**Excerto do documento:**
☆ ☆ ☆ ☆ ☆

George Orwell era de esquerda. Mas isso não o impediu de perceber que o comunismo é uma tirania de suposto “rosto humano”. Ao contrário de intelectuais e pseudo-intelectuais, jornalistas, escritores, artistas e outros que mais, que ficaram “cegos” ao longo de todo o século XX, e de muitos que ainda hoje não deixaram a “cegueira”.
Neste ensaio da Law & Liberty, Matthew Stewart explica como funciona na actualidade a censura oficial à escrita livre que Orwell sempre denunciou.
È esta censura que hoje vemos em Portugal imposta por socialistas e comunistas ressabiados e liderados por um primeiro-ministro oportunista e leviano, exaltada pelo ministro Cabrita e pela Comissão para a Igualdade de Género com a proibição dos cadernos azuis e rosa, “disfarçada” pelo Ministério da Educação através da pseudo-teoria do género que propagandeia nas escolas e universidades que os nossos filhos frequentam, disseminada pelos fanáticos “progressistas” de serviço nos locais de trabalho, e agora também “forçada” e reforçada na Polícia e nas forças militares.

☆ ☆ ☆ ☆ ☆

**Tarefas do exercício:**
1. No excerto do documento, quem explica como funciona na atualidade a censura oficial à escrita livre?
2. Nos registos, renomeie "dark stone" para "black stone" em tudo desde a linha que contém "# test: locate the dark" até ao fim dos registos, e apresente apenas essas linhas, sem outras alterações.

**Um bloco de dados:**
☆ ☆ ☆ ☆ ☆

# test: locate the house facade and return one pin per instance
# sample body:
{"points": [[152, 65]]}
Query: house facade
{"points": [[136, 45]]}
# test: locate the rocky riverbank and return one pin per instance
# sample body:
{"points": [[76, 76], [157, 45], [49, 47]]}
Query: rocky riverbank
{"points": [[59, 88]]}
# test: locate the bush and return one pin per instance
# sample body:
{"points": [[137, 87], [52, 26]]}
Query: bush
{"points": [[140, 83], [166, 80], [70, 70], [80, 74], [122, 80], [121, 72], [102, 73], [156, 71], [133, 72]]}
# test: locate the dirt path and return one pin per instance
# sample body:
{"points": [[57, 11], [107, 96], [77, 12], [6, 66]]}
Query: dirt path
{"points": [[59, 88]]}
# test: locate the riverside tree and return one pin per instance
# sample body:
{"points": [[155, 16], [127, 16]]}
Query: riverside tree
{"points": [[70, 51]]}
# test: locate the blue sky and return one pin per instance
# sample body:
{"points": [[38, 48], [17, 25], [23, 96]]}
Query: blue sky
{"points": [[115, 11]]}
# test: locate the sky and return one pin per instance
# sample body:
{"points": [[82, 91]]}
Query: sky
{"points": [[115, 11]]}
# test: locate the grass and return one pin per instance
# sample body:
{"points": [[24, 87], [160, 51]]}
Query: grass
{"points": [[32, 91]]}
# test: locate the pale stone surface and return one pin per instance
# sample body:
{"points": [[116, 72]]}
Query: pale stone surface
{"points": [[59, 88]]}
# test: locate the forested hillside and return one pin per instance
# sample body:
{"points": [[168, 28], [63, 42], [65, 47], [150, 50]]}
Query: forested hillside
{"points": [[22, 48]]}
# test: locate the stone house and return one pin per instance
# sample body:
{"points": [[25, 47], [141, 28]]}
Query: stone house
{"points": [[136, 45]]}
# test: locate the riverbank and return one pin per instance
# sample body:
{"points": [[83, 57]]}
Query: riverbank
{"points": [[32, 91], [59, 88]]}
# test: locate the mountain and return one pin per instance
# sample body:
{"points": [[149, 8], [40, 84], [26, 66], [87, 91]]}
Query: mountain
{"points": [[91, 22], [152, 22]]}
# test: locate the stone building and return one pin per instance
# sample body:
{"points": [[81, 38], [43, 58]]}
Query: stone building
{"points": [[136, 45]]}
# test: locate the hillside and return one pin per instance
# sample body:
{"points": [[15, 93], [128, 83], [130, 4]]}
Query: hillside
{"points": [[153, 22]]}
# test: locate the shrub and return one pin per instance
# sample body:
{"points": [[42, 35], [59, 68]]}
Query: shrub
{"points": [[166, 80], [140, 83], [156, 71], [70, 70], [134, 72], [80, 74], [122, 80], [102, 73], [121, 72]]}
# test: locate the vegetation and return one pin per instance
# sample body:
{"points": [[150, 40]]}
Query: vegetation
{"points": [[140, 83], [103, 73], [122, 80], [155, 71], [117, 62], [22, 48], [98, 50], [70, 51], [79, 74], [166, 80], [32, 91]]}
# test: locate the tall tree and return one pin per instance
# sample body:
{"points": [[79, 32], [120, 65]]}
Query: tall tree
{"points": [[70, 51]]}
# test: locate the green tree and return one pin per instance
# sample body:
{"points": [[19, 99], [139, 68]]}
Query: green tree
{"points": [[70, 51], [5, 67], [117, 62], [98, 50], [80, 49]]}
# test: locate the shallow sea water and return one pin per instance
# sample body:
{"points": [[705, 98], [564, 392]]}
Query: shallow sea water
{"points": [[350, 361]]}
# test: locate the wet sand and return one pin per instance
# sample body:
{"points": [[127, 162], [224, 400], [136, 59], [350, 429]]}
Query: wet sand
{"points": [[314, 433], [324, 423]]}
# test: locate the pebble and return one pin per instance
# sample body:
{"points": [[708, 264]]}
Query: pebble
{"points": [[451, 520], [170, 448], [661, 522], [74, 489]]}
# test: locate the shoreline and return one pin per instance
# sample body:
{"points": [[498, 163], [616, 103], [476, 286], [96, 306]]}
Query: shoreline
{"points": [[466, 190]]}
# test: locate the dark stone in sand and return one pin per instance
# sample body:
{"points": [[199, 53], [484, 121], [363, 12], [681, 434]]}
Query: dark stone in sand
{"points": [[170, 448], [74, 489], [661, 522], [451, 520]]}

☆ ☆ ☆ ☆ ☆

**Resultados finais:**
1. Matthew Stewart, num ensaio da Law & Liberty.

2.
# test: locate the black stone in sand and return one pin per instance
# sample body:
{"points": [[199, 53], [484, 121], [363, 12], [681, 434]]}
Query: black stone in sand
{"points": [[170, 448], [74, 489], [661, 522], [451, 520]]}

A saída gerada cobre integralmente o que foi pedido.